_WHAT YOU NEED TO DO_: Reproduce each record below exactly as written.

_SOURCE DATA_:

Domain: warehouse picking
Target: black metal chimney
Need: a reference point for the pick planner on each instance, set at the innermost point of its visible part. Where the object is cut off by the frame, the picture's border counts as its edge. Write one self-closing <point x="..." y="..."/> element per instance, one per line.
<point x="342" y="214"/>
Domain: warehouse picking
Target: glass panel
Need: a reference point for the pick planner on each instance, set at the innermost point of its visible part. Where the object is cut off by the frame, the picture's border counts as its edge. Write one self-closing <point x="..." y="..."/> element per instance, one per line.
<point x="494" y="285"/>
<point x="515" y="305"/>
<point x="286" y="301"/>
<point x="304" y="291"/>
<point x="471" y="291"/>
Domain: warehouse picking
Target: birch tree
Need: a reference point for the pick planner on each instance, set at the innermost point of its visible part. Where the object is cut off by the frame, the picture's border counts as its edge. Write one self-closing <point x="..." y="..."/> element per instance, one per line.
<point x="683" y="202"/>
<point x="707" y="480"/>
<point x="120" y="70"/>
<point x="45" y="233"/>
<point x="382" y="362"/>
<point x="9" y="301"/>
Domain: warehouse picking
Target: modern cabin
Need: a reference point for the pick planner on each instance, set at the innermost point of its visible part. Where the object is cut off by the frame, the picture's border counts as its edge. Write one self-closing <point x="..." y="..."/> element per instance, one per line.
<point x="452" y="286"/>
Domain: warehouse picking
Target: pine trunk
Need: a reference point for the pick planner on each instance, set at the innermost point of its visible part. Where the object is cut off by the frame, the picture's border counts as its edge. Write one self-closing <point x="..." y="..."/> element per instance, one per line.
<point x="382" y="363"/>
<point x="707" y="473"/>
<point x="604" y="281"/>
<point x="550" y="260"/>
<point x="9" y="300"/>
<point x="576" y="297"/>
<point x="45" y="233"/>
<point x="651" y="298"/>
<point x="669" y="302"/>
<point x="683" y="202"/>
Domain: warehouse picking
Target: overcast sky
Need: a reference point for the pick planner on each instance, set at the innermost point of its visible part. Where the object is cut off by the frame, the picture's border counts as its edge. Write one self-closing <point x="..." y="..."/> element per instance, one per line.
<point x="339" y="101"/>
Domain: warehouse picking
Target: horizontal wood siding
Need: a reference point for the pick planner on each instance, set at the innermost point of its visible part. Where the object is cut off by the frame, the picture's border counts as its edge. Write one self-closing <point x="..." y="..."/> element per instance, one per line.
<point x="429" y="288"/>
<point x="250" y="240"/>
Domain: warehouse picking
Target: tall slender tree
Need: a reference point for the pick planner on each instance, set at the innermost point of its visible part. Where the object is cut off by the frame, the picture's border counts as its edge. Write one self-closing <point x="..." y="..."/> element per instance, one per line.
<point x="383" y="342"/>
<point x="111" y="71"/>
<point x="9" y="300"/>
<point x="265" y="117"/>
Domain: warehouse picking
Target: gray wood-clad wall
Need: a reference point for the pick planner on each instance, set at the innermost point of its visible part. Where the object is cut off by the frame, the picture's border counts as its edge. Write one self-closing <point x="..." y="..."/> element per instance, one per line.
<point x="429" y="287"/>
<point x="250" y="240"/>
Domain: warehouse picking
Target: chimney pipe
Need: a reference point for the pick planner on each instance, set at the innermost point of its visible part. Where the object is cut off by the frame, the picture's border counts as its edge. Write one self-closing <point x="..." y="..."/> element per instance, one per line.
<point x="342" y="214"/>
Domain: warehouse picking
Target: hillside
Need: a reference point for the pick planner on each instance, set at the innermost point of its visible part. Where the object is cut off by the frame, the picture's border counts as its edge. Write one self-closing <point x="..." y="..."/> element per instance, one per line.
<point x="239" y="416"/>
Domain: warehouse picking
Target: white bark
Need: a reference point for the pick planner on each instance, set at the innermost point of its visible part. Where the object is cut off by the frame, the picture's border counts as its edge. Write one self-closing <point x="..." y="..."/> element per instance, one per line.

_SOLVED EXERCISE_:
Domain: warehouse picking
Target: black metal chimney
Need: a reference point for the pick planner on each instance, set at the innermost point of its visible part. Where the object is cut off by the frame, the picture's border counts as its edge. Write one self-closing <point x="..." y="..."/> element per instance, one per line.
<point x="342" y="214"/>
Domain: warehouse picking
Target: glass panel
Need: a reference point for the pick planner on each instance, set at the innermost point of its visible part. Where the object is cut off by the frame, the picture's border counts as its edge. Write one self-closing <point x="..." y="..."/> element per instance, one per line.
<point x="494" y="285"/>
<point x="515" y="305"/>
<point x="286" y="301"/>
<point x="304" y="291"/>
<point x="471" y="291"/>
Domain: warehouse picking
Target: birch tree
Need: a reference point for the pick planner on each instance, set at the innermost point of its visible part. Where the object is cut off by the frame, the picture's border counts as its edge. Write one self-closing <point x="..." y="..."/> element per instance, one per line.
<point x="683" y="202"/>
<point x="707" y="480"/>
<point x="120" y="70"/>
<point x="45" y="233"/>
<point x="382" y="362"/>
<point x="9" y="301"/>
Domain: warehouse picking
Target: modern cabin
Need: a reference point for the pick planner on each instance, set at the innermost point of its visible part. Where the object is cut off by the frame, the picture's border counts as its edge. Write one self-closing <point x="..." y="..."/> element per instance, one per line.
<point x="452" y="286"/>
Domain: warehouse picking
Target: pine trunk
Need: a reference point for the pick planner on each instance, set at the innermost point of its visible part. Where the object is cut off by the frame, the picture's border counts as its edge. Write one self-closing <point x="..." y="..."/> element per instance, one per line.
<point x="382" y="363"/>
<point x="707" y="473"/>
<point x="604" y="281"/>
<point x="550" y="260"/>
<point x="9" y="300"/>
<point x="576" y="297"/>
<point x="45" y="233"/>
<point x="651" y="298"/>
<point x="669" y="302"/>
<point x="683" y="202"/>
Domain: warehouse picking
Target: overcast sky
Need: a reference point for the pick planner on each instance, set at the innermost point of its visible part. Where the object is cut off by the frame, the picture's border counts as its edge. Write one self-closing <point x="..." y="..."/> element per instance, one per line.
<point x="339" y="101"/>
Domain: warehouse picking
Target: horizontal wood siding
Need: a reference point for the pick planner on each instance, set at the innermost point of its visible part. Where the object is cut off by the frame, the picture's border counts as its edge. Write one self-closing <point x="..." y="..."/> element per instance, one per line.
<point x="429" y="288"/>
<point x="250" y="240"/>
Domain: warehouse picking
Target: tall slender tree
Need: a reference point for the pick planner on each instance, set at the innermost point of its visible part. Where the object is cut off by the frame, the picture's border counts as its edge. Write one self-closing <point x="..." y="..."/> element per instance, one per line.
<point x="383" y="342"/>
<point x="111" y="71"/>
<point x="9" y="300"/>
<point x="265" y="117"/>
Domain: warehouse picking
Target: gray wood-clad wall
Need: a reference point for the pick planner on each instance, set at the innermost point of its visible part. Where the object is cut off by the frame, the picture's border counts as its edge. Write one self-closing <point x="..." y="..."/> element per instance, one per line.
<point x="429" y="287"/>
<point x="250" y="240"/>
Domain: warehouse picking
Target: chimney pipe
Need: a reference point for the pick planner on each instance, set at the innermost point of its visible part. Where the object is cut off by the frame, the picture's border counts as its edge. Write one self-closing <point x="..." y="..."/> element per instance, one per line.
<point x="342" y="214"/>
Domain: warehouse picking
Target: hillside
Need: a reference point for the pick planner on each instance, set at the innermost point of its visible part. Where the object is cut off by the frame, the picture's border counts as its edge. Write one self-closing <point x="..." y="..."/> element per instance, one per line.
<point x="239" y="416"/>
Domain: warehouse picking
Target: white bark
Need: a reference point for the pick planner on each instance, set at the innermost point of its visible part. Where the object is cut off by the frame, the picture's border counts as its edge. Write one self-closing <point x="..." y="..."/> element per instance, one per line.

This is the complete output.